Rewrite every line of the listing below as a JSON list of strings, one string per line, skipping blank lines. Leave the pictures out of your answer.
--- begin Source material ---
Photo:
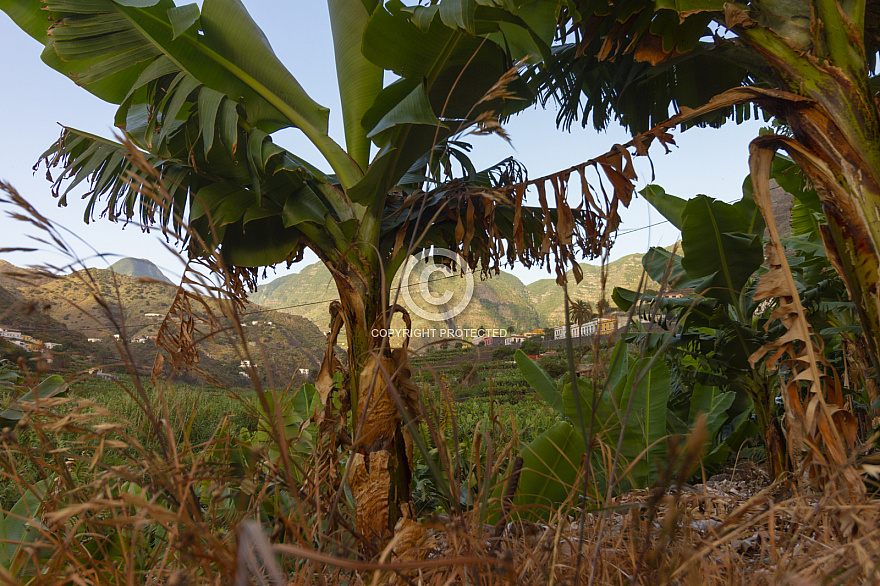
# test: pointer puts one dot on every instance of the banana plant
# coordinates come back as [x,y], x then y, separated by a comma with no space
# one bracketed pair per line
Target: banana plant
[21,527]
[809,64]
[200,93]
[626,427]
[47,388]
--- end Source material ---
**Correct response**:
[
  "Photo:",
  "# test: pointer puts one dot on every instance of the banana plant",
  "# coordinates come back as [x,y], x then y, separated by a comma with no space",
  "# one bracketed pair per line",
  "Target: banana plant",
  "[21,527]",
  "[809,64]",
  "[200,93]",
  "[626,427]",
  "[47,388]"
]